◆ Input for this task:
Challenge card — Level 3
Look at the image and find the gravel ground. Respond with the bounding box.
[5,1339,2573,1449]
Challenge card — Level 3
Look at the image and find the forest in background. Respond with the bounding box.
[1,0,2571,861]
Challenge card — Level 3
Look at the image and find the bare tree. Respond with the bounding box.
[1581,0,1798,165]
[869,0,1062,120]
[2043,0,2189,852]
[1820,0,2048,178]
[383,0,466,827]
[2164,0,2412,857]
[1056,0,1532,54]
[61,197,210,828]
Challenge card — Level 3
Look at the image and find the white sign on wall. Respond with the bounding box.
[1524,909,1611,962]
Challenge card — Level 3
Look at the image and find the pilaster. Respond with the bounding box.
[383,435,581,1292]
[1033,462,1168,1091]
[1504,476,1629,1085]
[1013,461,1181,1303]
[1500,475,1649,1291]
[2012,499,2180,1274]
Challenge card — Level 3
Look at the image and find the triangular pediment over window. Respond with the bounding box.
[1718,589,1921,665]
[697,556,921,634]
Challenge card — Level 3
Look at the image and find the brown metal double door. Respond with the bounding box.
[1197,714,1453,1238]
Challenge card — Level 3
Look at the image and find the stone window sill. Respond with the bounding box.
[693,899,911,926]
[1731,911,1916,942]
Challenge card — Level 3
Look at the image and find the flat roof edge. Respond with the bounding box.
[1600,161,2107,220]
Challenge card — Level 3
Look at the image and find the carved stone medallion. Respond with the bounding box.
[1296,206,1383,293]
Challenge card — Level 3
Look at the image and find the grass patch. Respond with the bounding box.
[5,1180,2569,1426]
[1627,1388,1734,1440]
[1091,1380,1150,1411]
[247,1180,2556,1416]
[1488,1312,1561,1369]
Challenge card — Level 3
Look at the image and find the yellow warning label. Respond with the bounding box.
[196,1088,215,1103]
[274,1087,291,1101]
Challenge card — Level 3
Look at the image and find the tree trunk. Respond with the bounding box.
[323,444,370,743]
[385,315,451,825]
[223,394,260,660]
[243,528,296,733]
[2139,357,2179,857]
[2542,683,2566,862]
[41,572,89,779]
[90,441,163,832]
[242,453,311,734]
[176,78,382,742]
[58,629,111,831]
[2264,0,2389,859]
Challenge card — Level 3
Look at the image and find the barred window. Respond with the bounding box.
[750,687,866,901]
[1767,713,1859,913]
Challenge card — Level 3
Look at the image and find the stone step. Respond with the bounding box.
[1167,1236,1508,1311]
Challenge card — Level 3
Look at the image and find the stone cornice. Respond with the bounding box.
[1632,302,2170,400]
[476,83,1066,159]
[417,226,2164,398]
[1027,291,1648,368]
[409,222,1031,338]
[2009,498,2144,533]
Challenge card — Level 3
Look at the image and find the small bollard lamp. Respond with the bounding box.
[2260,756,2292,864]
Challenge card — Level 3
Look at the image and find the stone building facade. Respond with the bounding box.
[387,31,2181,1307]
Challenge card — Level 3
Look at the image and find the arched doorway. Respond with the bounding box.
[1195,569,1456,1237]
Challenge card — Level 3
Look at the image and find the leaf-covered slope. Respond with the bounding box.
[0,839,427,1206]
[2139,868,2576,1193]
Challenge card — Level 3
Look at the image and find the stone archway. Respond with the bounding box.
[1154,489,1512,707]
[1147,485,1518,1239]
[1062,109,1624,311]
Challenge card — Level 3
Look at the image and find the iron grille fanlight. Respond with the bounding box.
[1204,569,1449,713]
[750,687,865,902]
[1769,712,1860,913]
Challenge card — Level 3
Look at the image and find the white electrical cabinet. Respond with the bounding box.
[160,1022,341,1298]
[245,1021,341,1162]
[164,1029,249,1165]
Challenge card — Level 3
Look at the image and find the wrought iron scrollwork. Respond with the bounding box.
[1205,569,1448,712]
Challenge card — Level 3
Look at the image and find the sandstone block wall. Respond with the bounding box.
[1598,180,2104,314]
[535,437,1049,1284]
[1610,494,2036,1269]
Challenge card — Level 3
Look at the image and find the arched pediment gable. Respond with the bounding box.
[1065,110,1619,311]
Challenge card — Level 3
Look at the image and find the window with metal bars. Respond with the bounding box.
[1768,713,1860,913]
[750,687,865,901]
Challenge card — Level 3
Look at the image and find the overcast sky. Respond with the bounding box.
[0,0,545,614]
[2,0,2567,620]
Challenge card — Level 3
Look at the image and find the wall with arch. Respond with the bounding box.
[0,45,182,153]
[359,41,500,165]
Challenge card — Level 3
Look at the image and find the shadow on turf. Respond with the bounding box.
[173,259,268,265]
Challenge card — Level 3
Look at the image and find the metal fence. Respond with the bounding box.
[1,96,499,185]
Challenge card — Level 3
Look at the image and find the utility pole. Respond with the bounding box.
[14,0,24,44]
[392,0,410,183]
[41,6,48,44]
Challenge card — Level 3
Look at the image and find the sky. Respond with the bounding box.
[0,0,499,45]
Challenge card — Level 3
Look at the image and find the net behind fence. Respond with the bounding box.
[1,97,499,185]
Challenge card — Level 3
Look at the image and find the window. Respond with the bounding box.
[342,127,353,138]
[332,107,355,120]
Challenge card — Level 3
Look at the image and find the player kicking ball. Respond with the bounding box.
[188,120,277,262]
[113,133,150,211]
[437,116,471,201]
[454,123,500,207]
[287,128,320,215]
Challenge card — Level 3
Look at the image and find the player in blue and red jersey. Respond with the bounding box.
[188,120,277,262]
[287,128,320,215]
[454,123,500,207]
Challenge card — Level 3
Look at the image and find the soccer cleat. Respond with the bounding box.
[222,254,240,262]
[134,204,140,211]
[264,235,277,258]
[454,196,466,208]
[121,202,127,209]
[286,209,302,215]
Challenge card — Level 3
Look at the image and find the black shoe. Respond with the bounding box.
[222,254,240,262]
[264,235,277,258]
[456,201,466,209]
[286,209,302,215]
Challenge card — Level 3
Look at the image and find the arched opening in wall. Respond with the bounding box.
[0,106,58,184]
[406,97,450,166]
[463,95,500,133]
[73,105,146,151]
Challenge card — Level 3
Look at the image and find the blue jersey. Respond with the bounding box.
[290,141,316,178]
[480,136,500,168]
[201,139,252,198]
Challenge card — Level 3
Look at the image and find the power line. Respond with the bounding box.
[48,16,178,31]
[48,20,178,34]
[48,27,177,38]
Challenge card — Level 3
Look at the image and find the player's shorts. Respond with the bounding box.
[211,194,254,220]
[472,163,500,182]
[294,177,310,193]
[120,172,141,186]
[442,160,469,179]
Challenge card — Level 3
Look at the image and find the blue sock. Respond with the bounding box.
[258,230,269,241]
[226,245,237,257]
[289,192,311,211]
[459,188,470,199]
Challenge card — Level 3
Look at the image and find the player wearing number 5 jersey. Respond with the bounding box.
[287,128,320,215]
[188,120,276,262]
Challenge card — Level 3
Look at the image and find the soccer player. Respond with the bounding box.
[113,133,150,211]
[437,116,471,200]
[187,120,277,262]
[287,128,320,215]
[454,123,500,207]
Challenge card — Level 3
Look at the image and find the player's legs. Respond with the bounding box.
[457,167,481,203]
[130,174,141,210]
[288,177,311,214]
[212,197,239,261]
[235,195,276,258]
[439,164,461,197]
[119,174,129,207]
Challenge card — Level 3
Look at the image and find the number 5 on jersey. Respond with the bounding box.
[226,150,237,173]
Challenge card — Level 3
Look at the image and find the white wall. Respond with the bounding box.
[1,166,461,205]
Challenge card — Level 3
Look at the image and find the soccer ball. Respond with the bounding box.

◆ Required work:
Nothing should be left out. Reproduce all the entries precisely.

◆ Response to the task:
Challenge card — Level 3
Look at the image and find the gravel ground. Respond with the bounding box.
[5,1339,2573,1449]
Challenge card — Level 3
Look at the image and find the forest in background. Respond with the bounding box.
[1,0,2571,861]
Challenge card — Level 3
Look at the image and find the bare tree. Respond with the bounding box.
[1581,0,1798,165]
[869,0,1062,120]
[2043,0,2189,852]
[1820,0,2048,178]
[383,0,466,827]
[2164,0,2412,857]
[1056,0,1532,54]
[61,197,210,828]
Challenge card — Level 3
Look at the image and find the white sign on wall. Respond with the bounding box.
[1524,909,1611,962]
Challenge card — Level 3
Look at the image and find the pilaster. Respond with the bounding box.
[383,435,581,1292]
[1033,462,1168,1091]
[1504,476,1629,1085]
[1013,461,1181,1303]
[1500,475,1649,1291]
[2012,499,2180,1274]
Challenge card — Level 3
Look at the image and find the triangular pediment over window. Respond with the bounding box.
[1718,589,1921,665]
[697,556,921,634]
Challenge card — Level 3
Look at the image and find the brown metal double door. Respond with the bounding box.
[1197,714,1453,1238]
Challenge card — Level 3
Look at the image and find the stone window sill. Respond with the bounding box.
[693,899,911,926]
[1731,911,1916,942]
Challenge card — Level 3
Look at the image and find the flat roof edge. Respond with the bounding box.
[1600,161,2107,220]
Challenge card — Level 3
Look at the image and find the carved stone medallion. Respond with the bounding box.
[1296,206,1383,293]
Challenge card — Level 3
Look at the image and find the grass patch. Respond with the bounding box.
[5,1180,2569,1426]
[1627,1388,1734,1440]
[1091,1380,1150,1411]
[247,1180,2556,1416]
[1488,1312,1561,1369]
Challenge card — Level 3
Look at the image and find the yellow warning label. Respond with the bounding box.
[196,1088,215,1103]
[274,1087,291,1101]
Challenge card — Level 3
Look at the image and find the tree trunk. Respond with the bounding box.
[323,444,370,743]
[385,315,451,825]
[223,394,260,660]
[243,528,296,733]
[2139,357,2179,857]
[2542,683,2566,862]
[41,572,89,779]
[90,441,163,832]
[242,453,311,734]
[176,78,382,742]
[58,629,111,831]
[2264,0,2389,859]
Challenge card — Level 3
Look at the image and find the barred window. Respond with the bounding box.
[750,687,866,901]
[1767,713,1859,913]
Challenge card — Level 3
Look at the image and find the stone step. Respond with the bounding box.
[1167,1236,1508,1311]
Challenge card — Level 3
Look at the image and find the stone cornice. Respond with the bounding box.
[1632,302,2170,400]
[476,83,1066,159]
[417,226,2164,398]
[1027,291,1648,368]
[409,222,1031,338]
[2009,498,2144,533]
Challenge card — Level 3
Look at the image and find the small bollard lamp. Respond with the bounding box.
[2260,756,2292,864]
Challenge card — Level 3
Look at the image and find the stone building facade. Respond with the bounding box.
[387,31,2181,1307]
Challenge card — Level 3
Look at the image and find the arched doorway. Respond with the bounding box.
[1195,569,1456,1237]
Challenge card — Level 3
Look at the image and find the leaf-covered slope. Respond with the bounding box.
[0,839,427,1206]
[2139,868,2576,1193]
Challenge card — Level 3
Look at the image and find the stone archway. Respond with the bounding box.
[1154,489,1512,707]
[1147,485,1518,1239]
[1062,109,1624,311]
Challenge card — Level 3
Look at the image and find the iron grille fanlight. Respond with the bounding box.
[1204,569,1449,713]
[750,687,865,902]
[1769,712,1860,913]
Challenge card — Level 3
Look at the image and find the white electrical cabinet. Respond with the bounding box.
[160,1022,341,1298]
[245,1021,341,1162]
[164,1029,249,1165]
Challenge card — Level 3
Look at the image and find the wrought iron scrollwork. Respond with the bounding box.
[1205,569,1448,712]
Challenge card — Level 3
Look at the image and find the sandstone block wall. Respond with the bounding box.
[1598,180,2104,314]
[535,437,1049,1284]
[1610,494,2036,1269]
Challenge card — Level 3
Look at the image and find the arched pediment gable. Respond with the bounding box.
[1065,110,1619,311]
Challenge card — Level 3
Look at the image and find the window with metal bars. Respond with the bounding box.
[1768,713,1860,913]
[750,687,865,901]
Challenge card — Level 3
Look at the image and find the overcast sky. Respond with the bounding box.
[0,0,545,614]
[2,0,2567,620]
Challenge card — Level 3
Look at the image and find the wall with arch. Respond with the bounding box.
[0,45,182,153]
[359,41,500,165]
Challenge card — Level 3
Look at the image and find the shadow on turf. Respond with the bounding box.
[173,259,268,265]
Challenge card — Level 3
Look at the image and find the metal fence. Respond with the bounding box.
[1,96,499,185]
Challenge card — Level 3
Look at the image and find the utility pole. Respond with the bounding box.
[14,0,24,44]
[392,0,410,183]
[41,6,48,44]
Challenge card — Level 3
Look at the image and find the sky. Respond with the bounding box.
[0,0,499,45]
Challenge card — Level 3
Look at the image and find the net behind fence. Respond with the bounding box.
[1,97,499,185]
Challenge card — Level 3
Look at the image and find the window. Respond with the bounding box.
[342,127,353,138]
[332,107,355,120]
Challenge card — Level 3
Look at the image and find the player kicking ball. Respond with the bounding box.
[188,120,277,262]
[113,133,150,211]
[437,116,471,201]
[454,123,500,207]
[287,128,320,215]
Challenge card — Level 3
Look at the image and find the player in blue and red jersey. Respond with the bounding box.
[188,120,277,262]
[287,128,320,215]
[454,123,500,207]
Challenge card — Level 3
Look at the image and find the soccer cleat. Respond with the bounding box.
[222,254,240,262]
[134,204,140,211]
[264,235,277,258]
[454,196,466,208]
[121,202,127,209]
[286,209,302,215]
Challenge card — Level 3
Look at the image and find the black shoe. Respond with the bounding box.
[222,254,240,262]
[264,235,277,258]
[456,201,466,209]
[286,209,302,215]
Challenge card — Level 3
Look at the image and find the arched opening in wall. Respond with the bounding box.
[0,106,58,184]
[406,97,450,166]
[463,95,500,133]
[73,105,146,151]
Challenge card — Level 3
Look at the image and find the blue jersey. Respond with the bounding box.
[290,141,316,178]
[480,136,500,168]
[201,139,252,198]
Challenge card — Level 3
Look at the image and find the power line. Respond with the bounding box.
[48,16,178,31]
[48,20,178,34]
[48,27,177,38]
Challenge card — Level 3
Look at the image and find the player's shorts. Respond with the bounding box.
[211,194,254,220]
[472,163,500,182]
[294,177,310,193]
[120,172,141,186]
[442,160,469,179]
Challenge card — Level 3
Look at the image and find the blue sock. Respond with the bounding box.
[258,230,269,241]
[226,245,237,257]
[289,192,311,211]
[459,188,470,199]
Challenge card — Level 3
Look at the image and find the player wearing number 5 jersey. Respond with the bounding box.
[287,128,320,215]
[188,120,276,262]
Challenge card — Level 3
Look at the image and find the soccer player. Respond with the bounding box.
[113,133,150,211]
[437,116,471,200]
[187,120,277,262]
[287,128,320,215]
[454,123,500,207]
Challenge card — Level 3
Look at the image and find the player's legs. Respond with the bounding box.
[457,167,481,203]
[130,174,141,210]
[288,177,311,214]
[212,197,239,261]
[235,195,276,258]
[439,164,461,197]
[119,174,129,207]
Challenge card — Level 3
Look at the image and find the number 5 on jersey. Respond with the bounding box.
[226,150,237,173]
Challenge card — Level 3
Look at the image and find the white wall. Respond with the bounding box.
[1,166,461,205]
Challenge card — Level 3
Look at the image and find the soccer ball. Respond with the bounding box.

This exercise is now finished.